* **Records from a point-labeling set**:
......
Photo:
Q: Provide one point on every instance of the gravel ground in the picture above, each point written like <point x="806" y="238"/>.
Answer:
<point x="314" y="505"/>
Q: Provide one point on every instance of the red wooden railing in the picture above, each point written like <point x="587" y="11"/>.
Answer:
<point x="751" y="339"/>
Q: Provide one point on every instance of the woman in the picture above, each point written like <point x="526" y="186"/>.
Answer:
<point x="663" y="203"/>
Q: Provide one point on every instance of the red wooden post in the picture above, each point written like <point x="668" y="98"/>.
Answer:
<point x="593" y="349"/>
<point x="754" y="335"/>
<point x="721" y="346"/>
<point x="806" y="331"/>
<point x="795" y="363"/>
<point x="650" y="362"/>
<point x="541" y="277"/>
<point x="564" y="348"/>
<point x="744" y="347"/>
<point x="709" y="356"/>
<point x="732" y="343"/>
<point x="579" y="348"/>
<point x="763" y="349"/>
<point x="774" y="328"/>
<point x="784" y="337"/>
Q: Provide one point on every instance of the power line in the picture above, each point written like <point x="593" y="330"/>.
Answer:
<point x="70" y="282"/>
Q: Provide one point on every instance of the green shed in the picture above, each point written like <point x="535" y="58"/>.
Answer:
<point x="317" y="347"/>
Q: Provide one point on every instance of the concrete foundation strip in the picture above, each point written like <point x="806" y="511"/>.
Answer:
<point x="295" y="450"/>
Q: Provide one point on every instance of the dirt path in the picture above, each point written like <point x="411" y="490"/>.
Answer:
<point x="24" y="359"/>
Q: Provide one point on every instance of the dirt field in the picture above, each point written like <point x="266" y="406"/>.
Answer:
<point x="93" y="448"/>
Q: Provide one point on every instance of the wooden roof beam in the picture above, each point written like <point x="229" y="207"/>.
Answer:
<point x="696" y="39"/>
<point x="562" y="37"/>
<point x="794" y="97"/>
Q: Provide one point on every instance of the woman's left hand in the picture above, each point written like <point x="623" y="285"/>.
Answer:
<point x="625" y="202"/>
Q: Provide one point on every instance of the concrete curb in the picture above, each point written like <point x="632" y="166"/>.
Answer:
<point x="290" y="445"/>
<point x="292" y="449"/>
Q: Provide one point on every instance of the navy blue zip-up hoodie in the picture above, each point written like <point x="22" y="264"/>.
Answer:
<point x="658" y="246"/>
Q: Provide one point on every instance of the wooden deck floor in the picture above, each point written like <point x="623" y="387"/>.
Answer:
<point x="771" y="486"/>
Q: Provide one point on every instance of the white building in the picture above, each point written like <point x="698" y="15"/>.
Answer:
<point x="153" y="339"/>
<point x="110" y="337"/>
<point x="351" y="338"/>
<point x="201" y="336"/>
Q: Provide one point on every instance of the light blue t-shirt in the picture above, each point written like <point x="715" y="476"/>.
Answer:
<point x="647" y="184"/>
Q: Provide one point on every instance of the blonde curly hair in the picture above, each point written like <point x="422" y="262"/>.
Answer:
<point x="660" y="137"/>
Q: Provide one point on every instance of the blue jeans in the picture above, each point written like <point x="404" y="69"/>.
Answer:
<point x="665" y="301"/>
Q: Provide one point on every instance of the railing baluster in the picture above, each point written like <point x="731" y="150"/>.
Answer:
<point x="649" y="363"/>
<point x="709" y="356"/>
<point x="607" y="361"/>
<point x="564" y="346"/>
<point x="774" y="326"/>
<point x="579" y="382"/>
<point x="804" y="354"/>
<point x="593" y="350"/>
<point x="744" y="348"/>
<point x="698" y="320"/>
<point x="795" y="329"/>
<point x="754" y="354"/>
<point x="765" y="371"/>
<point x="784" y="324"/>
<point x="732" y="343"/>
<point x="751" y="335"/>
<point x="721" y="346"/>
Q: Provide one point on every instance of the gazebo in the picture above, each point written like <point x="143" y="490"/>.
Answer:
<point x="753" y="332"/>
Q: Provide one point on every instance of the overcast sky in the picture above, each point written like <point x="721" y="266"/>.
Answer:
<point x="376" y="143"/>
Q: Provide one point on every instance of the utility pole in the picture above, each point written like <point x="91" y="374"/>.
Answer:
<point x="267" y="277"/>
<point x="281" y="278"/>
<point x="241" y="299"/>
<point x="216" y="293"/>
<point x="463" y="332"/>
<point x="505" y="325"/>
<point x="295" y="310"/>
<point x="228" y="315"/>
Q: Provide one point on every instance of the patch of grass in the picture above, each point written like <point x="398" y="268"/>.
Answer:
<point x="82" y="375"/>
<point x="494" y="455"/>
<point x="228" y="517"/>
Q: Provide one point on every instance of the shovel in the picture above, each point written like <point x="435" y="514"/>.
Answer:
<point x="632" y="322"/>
......
* **Problem to solve**: Turn the lines from the one containing "Q: Provide one point on every instance of the overcast" through the end of the records into a numbered list, one line per item, leaving out any blank lines.

* **Problem solution**:
1. Q: Provide one point on every instance of the overcast sky in the picture above, each point written like <point x="721" y="266"/>.
2. Answer:
3. <point x="376" y="143"/>
4. Q: Provide one point on every instance of the utility pole in the picture above, each point written like <point x="91" y="374"/>.
5. Answer:
6. <point x="267" y="277"/>
7. <point x="281" y="278"/>
8. <point x="241" y="299"/>
9. <point x="216" y="293"/>
10. <point x="463" y="332"/>
11. <point x="505" y="325"/>
12. <point x="295" y="310"/>
13. <point x="228" y="315"/>
14. Q: Provide one point on every instance of the patch of grass in the picture above, each point written like <point x="398" y="268"/>.
15. Answer:
16. <point x="82" y="375"/>
17. <point x="494" y="455"/>
18. <point x="228" y="517"/>
19. Q: Provide one point on every instance of the shovel in the picture above, each point written like <point x="435" y="514"/>.
20. Answer:
21. <point x="632" y="322"/>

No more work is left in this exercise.